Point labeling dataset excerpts
==============================

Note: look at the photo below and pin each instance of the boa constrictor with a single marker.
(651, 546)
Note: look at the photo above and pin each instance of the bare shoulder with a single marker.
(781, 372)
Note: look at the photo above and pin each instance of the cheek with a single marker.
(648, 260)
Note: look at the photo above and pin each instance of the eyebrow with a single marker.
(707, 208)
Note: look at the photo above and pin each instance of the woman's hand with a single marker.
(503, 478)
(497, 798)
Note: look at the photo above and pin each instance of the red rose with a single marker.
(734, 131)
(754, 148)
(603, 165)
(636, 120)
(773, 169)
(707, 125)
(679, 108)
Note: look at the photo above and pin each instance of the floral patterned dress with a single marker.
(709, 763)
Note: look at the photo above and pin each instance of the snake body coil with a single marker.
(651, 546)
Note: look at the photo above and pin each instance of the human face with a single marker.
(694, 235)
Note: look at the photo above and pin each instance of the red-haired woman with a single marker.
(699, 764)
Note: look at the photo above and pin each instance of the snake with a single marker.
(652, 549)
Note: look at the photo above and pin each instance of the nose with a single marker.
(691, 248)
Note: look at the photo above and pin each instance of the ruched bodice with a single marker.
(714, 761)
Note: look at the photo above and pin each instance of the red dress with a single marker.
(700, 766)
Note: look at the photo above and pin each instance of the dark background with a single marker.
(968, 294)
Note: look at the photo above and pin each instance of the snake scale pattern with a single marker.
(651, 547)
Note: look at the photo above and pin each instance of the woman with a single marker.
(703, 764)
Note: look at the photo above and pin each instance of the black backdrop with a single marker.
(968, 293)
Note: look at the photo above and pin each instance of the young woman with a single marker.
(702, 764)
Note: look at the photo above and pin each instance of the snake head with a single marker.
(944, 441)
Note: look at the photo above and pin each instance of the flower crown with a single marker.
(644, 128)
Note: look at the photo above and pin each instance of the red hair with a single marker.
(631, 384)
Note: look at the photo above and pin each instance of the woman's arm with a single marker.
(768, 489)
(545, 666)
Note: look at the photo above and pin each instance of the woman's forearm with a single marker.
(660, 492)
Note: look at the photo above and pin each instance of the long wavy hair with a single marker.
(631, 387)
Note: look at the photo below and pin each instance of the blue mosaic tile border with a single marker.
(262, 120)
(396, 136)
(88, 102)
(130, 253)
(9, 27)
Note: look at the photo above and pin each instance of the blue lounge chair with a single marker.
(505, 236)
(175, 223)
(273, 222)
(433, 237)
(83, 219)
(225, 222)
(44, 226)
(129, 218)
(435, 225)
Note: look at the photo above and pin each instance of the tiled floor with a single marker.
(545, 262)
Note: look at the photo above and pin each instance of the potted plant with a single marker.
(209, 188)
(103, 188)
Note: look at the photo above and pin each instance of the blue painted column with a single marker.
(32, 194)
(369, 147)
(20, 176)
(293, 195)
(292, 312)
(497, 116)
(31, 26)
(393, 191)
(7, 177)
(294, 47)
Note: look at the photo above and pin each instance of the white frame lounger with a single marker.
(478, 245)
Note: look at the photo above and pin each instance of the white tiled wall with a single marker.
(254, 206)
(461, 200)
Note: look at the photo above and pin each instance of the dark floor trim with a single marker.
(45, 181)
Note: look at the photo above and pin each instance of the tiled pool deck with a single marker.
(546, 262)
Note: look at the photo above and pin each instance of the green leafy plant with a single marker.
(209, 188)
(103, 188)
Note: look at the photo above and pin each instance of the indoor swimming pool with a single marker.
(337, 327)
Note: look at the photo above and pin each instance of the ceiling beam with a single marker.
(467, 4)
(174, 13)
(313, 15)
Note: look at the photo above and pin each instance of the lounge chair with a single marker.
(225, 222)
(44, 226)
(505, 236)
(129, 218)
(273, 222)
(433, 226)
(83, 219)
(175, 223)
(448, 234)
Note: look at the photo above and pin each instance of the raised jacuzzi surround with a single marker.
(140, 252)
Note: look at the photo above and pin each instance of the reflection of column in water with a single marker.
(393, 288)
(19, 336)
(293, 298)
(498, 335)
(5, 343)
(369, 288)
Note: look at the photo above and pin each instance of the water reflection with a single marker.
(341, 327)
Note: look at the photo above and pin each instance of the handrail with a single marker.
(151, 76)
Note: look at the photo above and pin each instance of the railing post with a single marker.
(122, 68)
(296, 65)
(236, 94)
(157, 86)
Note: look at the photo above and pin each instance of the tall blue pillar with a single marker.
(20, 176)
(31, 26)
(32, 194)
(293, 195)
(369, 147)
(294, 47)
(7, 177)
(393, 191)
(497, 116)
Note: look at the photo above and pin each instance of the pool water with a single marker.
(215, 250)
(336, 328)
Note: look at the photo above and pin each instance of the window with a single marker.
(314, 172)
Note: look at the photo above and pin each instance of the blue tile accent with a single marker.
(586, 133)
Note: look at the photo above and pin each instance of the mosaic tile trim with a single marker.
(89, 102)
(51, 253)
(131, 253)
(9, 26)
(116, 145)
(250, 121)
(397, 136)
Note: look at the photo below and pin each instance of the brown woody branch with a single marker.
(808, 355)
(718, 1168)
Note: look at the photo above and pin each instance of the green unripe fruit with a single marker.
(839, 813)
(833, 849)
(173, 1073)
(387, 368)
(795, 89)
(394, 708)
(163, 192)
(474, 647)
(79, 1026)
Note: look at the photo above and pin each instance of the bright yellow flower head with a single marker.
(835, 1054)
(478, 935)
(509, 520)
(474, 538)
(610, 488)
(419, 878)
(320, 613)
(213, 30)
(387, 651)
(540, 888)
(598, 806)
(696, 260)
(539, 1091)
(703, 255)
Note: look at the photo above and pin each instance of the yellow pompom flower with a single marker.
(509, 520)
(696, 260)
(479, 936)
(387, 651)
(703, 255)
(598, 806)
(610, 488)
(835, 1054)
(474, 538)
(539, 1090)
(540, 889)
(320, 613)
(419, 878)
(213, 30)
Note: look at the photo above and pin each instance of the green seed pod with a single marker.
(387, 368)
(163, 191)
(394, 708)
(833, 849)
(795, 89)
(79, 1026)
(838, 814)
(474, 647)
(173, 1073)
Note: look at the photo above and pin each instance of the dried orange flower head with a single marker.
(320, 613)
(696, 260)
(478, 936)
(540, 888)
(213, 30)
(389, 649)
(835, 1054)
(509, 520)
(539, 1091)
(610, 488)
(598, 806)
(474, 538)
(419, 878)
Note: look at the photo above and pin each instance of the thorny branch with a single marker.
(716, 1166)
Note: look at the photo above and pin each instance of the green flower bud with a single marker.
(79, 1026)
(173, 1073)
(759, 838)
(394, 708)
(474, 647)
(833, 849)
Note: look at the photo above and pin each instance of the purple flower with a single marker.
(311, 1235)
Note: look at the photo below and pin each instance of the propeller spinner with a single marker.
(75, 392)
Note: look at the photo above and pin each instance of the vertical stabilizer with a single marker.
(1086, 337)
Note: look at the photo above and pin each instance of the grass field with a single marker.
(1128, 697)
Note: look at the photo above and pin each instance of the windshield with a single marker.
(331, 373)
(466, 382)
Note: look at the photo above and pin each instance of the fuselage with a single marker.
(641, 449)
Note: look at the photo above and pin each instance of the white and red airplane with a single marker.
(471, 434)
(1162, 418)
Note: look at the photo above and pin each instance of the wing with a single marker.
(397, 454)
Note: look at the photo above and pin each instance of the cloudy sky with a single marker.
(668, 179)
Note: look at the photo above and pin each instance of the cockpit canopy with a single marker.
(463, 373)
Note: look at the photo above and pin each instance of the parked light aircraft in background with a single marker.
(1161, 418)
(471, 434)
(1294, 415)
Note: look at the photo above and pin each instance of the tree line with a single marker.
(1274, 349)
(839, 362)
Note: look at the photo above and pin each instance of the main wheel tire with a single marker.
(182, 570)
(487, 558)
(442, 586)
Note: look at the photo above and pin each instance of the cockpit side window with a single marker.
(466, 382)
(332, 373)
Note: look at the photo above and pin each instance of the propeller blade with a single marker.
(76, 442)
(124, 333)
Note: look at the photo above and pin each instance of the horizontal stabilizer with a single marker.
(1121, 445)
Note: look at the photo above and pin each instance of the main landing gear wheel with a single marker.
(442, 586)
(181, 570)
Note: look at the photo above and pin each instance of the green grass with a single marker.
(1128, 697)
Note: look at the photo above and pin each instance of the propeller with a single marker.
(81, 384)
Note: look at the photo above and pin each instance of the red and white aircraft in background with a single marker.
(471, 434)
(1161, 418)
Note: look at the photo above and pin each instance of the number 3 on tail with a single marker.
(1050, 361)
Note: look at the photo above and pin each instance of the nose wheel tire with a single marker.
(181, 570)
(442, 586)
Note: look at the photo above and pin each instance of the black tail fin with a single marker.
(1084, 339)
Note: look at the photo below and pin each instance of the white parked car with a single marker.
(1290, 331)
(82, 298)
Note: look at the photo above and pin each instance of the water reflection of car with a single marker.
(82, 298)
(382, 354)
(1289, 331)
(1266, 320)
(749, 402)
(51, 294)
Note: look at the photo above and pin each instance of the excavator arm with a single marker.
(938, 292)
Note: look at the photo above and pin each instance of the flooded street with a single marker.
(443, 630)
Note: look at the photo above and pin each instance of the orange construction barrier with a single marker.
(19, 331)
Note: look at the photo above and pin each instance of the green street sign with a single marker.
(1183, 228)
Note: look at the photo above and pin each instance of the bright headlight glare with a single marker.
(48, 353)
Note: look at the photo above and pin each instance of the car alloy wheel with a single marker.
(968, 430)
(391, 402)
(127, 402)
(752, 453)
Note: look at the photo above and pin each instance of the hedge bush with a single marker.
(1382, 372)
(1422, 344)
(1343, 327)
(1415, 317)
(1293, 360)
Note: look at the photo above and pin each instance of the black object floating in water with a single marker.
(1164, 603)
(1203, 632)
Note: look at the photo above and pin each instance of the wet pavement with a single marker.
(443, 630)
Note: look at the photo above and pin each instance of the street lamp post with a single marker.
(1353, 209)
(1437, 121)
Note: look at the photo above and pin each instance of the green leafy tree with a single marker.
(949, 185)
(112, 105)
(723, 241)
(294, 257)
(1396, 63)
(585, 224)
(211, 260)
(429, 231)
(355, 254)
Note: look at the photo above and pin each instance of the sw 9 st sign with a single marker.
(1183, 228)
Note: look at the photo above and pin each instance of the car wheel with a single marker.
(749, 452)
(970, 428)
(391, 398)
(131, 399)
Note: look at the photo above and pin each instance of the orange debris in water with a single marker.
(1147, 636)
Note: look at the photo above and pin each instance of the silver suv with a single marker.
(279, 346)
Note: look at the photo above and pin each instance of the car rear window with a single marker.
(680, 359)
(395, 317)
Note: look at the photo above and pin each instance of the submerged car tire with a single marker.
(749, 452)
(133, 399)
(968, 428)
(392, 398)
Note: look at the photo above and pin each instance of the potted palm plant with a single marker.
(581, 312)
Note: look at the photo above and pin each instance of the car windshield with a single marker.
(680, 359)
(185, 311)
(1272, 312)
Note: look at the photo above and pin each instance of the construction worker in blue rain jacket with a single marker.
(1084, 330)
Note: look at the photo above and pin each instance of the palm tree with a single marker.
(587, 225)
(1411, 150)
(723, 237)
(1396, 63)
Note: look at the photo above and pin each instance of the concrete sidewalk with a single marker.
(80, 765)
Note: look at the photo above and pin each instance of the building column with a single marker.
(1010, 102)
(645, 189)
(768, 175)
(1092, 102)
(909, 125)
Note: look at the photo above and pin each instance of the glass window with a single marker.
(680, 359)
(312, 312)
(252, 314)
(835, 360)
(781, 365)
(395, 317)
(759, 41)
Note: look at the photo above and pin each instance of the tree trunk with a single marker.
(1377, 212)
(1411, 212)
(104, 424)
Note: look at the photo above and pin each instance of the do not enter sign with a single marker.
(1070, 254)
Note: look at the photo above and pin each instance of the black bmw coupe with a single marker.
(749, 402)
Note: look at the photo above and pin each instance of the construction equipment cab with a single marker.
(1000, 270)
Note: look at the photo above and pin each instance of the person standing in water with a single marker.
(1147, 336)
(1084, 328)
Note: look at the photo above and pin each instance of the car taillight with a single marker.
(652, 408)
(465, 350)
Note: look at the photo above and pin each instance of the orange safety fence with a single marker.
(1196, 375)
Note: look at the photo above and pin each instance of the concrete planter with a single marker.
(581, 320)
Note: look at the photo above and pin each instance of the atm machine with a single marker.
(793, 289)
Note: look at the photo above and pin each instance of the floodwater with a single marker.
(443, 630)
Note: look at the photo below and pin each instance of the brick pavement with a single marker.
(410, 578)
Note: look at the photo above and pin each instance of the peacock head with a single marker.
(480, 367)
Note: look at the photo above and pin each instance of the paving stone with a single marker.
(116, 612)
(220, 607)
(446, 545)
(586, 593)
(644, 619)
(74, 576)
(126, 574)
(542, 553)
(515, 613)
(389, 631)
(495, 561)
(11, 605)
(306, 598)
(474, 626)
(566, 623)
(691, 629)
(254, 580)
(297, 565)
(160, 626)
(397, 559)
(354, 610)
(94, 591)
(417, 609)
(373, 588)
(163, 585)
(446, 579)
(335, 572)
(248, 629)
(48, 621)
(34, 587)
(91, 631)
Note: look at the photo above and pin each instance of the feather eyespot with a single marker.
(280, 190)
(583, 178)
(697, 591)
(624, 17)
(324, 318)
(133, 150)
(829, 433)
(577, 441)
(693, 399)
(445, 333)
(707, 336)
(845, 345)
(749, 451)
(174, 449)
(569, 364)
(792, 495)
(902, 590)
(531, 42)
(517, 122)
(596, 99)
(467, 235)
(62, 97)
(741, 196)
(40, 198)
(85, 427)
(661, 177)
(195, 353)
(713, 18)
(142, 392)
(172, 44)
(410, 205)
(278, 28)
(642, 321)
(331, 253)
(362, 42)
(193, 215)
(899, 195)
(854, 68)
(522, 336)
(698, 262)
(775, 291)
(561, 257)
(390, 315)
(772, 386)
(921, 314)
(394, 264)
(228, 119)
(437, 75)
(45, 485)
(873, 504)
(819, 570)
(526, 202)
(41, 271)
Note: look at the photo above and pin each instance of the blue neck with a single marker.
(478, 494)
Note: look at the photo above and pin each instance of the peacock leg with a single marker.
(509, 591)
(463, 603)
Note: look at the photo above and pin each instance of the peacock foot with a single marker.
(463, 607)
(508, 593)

==============================

__Aim__. Repeat, exactly and only, the lines above from the one containing "eyespot with a single marker." through the end of the material.

__Result of this exercise__.
Note: look at the photo above and pin each instance of the feather eyespot with a single marker.
(280, 190)
(583, 178)
(697, 591)
(624, 17)
(324, 318)
(133, 150)
(829, 433)
(577, 441)
(693, 399)
(445, 333)
(707, 336)
(845, 345)
(749, 451)
(174, 449)
(569, 364)
(792, 495)
(902, 590)
(531, 42)
(517, 122)
(596, 99)
(467, 235)
(62, 97)
(741, 196)
(40, 198)
(85, 427)
(661, 177)
(195, 353)
(713, 18)
(142, 392)
(172, 44)
(410, 205)
(278, 28)
(642, 321)
(331, 253)
(362, 42)
(193, 215)
(899, 195)
(854, 68)
(522, 336)
(698, 262)
(775, 291)
(561, 257)
(390, 315)
(772, 386)
(921, 314)
(394, 264)
(228, 119)
(437, 75)
(45, 485)
(873, 504)
(819, 570)
(526, 202)
(41, 271)
Note: look at the photo above and pin each instance of the blue neck with a single marker.
(478, 494)
Note: look at the photo above and pin each instance of the peacock leg with a single marker.
(509, 591)
(463, 603)
Note: look at the photo above and pin each instance of the peacock foot with a single marker.
(463, 607)
(508, 593)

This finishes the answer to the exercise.